#### Supplied entries

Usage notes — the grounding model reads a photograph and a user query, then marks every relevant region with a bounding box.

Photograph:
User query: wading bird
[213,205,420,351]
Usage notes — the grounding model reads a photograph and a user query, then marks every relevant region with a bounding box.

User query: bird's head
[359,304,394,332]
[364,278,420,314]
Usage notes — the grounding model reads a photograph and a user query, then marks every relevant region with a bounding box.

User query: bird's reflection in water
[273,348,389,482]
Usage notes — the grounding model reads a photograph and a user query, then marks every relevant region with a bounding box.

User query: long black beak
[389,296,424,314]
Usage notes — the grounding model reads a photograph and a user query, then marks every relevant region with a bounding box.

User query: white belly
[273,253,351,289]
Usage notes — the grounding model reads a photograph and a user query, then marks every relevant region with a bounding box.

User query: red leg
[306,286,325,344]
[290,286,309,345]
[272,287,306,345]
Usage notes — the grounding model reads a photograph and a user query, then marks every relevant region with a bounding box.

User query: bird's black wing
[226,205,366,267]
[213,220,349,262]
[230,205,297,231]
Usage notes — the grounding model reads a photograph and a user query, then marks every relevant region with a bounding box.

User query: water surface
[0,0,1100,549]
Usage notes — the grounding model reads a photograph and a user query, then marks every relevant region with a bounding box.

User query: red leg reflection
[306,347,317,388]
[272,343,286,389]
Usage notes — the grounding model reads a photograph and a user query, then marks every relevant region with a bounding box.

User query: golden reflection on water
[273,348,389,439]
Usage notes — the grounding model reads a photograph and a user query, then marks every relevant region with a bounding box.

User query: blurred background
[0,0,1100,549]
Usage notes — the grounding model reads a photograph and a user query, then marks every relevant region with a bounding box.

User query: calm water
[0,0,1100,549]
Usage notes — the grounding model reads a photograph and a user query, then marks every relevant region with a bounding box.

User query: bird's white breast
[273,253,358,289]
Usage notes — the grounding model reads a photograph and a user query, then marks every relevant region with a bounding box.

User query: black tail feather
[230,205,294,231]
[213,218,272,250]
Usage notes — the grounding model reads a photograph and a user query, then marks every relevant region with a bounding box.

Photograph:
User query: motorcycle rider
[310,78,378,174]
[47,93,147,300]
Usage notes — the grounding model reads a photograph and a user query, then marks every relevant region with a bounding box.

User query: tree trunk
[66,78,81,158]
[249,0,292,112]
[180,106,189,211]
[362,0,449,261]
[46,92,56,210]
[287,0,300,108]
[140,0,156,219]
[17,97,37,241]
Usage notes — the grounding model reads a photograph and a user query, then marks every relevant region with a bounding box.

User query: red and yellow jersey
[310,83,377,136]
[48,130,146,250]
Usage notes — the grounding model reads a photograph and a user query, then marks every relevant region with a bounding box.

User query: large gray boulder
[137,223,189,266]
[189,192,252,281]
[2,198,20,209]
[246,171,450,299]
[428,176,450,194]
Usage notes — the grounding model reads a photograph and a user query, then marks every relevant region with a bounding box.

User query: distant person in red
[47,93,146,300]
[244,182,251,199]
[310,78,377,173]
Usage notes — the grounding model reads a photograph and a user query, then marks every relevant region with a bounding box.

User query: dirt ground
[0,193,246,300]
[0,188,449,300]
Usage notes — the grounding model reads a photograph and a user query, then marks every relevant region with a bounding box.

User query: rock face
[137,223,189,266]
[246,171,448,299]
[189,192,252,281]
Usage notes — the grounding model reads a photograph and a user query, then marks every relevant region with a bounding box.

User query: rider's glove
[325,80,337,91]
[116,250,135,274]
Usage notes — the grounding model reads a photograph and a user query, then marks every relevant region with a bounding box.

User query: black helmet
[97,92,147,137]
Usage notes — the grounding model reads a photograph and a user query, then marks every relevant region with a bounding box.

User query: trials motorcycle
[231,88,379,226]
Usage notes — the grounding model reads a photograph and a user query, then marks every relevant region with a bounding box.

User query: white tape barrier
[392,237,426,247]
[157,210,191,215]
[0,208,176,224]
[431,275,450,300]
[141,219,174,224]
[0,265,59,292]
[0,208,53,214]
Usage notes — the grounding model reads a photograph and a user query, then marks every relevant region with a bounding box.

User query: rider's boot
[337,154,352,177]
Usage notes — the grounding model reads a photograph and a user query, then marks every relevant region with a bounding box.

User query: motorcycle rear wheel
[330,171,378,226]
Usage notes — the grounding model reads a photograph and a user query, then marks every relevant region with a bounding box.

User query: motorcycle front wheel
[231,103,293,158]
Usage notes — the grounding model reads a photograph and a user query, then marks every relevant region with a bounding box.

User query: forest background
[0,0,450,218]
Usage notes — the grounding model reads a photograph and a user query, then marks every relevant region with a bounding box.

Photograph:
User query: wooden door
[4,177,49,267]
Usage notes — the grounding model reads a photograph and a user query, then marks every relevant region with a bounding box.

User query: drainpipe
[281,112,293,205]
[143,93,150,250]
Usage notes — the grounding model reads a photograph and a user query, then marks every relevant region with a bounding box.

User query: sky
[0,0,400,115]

########

_Task statement_
Type out the full listing again, exactly as given.

_Response to the task_
Usage notes — the grounding model reads a photograph and a user query, then marks every relevant region with a bounding box.

Photograph:
User query: wading bird
[213,205,420,351]
Usage notes — the grounding model reads a photograph and a user query, then marks every relevant region with a bounding box.

User query: bird's head
[359,304,394,332]
[364,278,420,314]
Usage notes — the grounding model reads a photograph and a user query, then marks every relevant region with a bounding box.

User query: bird's reflection in water
[273,348,389,482]
Usage notes — the grounding model reads a photograph and a user query, then marks every relevant region with a bounding box.

User query: long black beak
[389,296,424,314]
Usage notes — the grounding model reads a photograph and a user query, then marks every relevant region with a bounding box.

User query: white belly
[273,253,351,289]
Usage notes — the grounding model reads a photograph and a user query, then marks every relevant region with a bounding box.

User query: red leg
[306,286,325,344]
[290,286,309,345]
[272,287,306,345]
Usage notes — the grounding model reads a photograph and a user query, then marks every relevant region with a bounding box.

User query: bird's black wing
[226,205,366,267]
[213,220,349,262]
[230,205,297,231]
Usage notes — the grounding model reads a photograph and a user query, then marks every relevant region with a bounding box.

User query: water surface
[0,0,1100,549]
Usage notes — the grounding model reads a photograph and a user query, then marks every relevant region with a bounding box.

User query: red leg reflection
[306,347,317,388]
[272,343,286,389]
Usage notes — the grounding model reads a photograph and a user query, then marks every relevant region with a bounding box.

User query: golden reflection on water
[273,348,389,439]
Usage notes — the grounding model reads a photograph and a user query, then marks every relevant region with a bounding box.

User query: blurred background
[0,0,1100,549]
Usage notes — the grounding model reads a photograph and a user query, then marks every relevant region with a bounding box.

User query: calm water
[0,0,1100,549]
Usage notes — the grounding model reads a photograph and a user query, then marks every relevant region with a bounding box.

User query: bird's white breast
[273,253,358,289]
Usage notes — the grounding model reads a photograph and a user query, then marks every relevant region with a bounding box.

User query: black tail feather
[230,205,294,231]
[213,218,272,250]
Usage notes — the grounding model reads a photograph and a user query, then marks every relevant region with a bounding box.

Photograph:
User query: motorcycle rider
[310,78,378,174]
[47,93,147,300]
Usage notes — the grounding model reads a photograph and a user query, then marks every relevant region with a bounding box.

User query: tree trunk
[66,78,81,158]
[249,0,292,112]
[180,106,189,211]
[362,0,449,261]
[46,92,56,210]
[287,0,300,108]
[140,0,156,219]
[17,97,37,241]
Usage notes — the grounding model reads a photograph and a user query, then marks every relevant region with a bounding box.

User query: red and yellow jersey
[310,83,377,136]
[48,130,146,250]
Usage notes — the grounding model reads a photograph and a user query, then marks every relevant region with a bounding box.

User query: large gray boulder
[137,223,189,266]
[189,192,252,281]
[2,198,20,209]
[246,171,450,299]
[428,176,450,194]
Usage notes — the grounding model reads a photograph and a user query, then marks every relevant region with a bounding box.

User query: distant person in red
[47,93,146,300]
[244,182,251,199]
[310,78,377,173]
Usage notes — the grounding model reads a photograph and a user query, then marks every relevant region with a bounding box.

User query: dirt ground
[0,193,246,300]
[0,188,449,300]
Usage notes — the grounding model reads a photograph and a user query, then marks every relevant region with a bounding box.

User query: rock face
[137,223,189,266]
[246,171,448,299]
[189,192,252,281]
Usage notes — the grounding model reads a photograph and a user query, then marks every relevant region with a bounding box.

User query: rider's glove
[325,80,337,91]
[116,250,135,274]
Usage notes — the grounding model reads a photograph and a user query, then marks every relevant region with a bounding box.

User query: black helmet
[97,92,147,137]
Usage notes — the grounding model reads a photograph and a user query, then marks every relevant region with a bounding box.

User query: trials motorcycle
[231,88,379,226]
Usage notes — the grounding model reads a photograph and a user query, then marks every relevant region with a bounding box.

User query: white tape barrier
[392,237,426,247]
[157,210,191,215]
[0,208,176,224]
[431,275,450,300]
[141,219,174,224]
[0,265,59,292]
[0,208,53,214]
Usage notes — the grounding model reads a photograph and a user query, then marks every relevant region with a bounding box.

User query: rider's boot
[337,154,352,177]
Usage notes — the grounding model reads a photograph and a user query, then marks every relevant region with a bounding box.

User query: motorcycle rear wheel
[330,171,378,226]
Usage notes — the grounding model reads a photograph and a user query, then marks every relevant region with a bounding box.

User query: motorcycle front wheel
[231,103,293,158]
Usage notes — the grounding model reads a photograph and a user query, then marks every relevant region with a bounding box.

User query: forest background
[0,0,450,218]
Usage notes — the grounding model reads a photograph and a user query, then marks every relevant region with a bounding box.

Photograph:
User query: wooden door
[4,177,49,267]
Usage notes — the grounding model reads a photograph and a user query, then marks every relevant region with a bounding box.

User query: drainpipe
[281,112,293,205]
[143,93,150,250]
Usage notes — the grounding model reads a photograph and a user query, then marks every relevant region with a bounding box.

User query: sky
[0,0,400,115]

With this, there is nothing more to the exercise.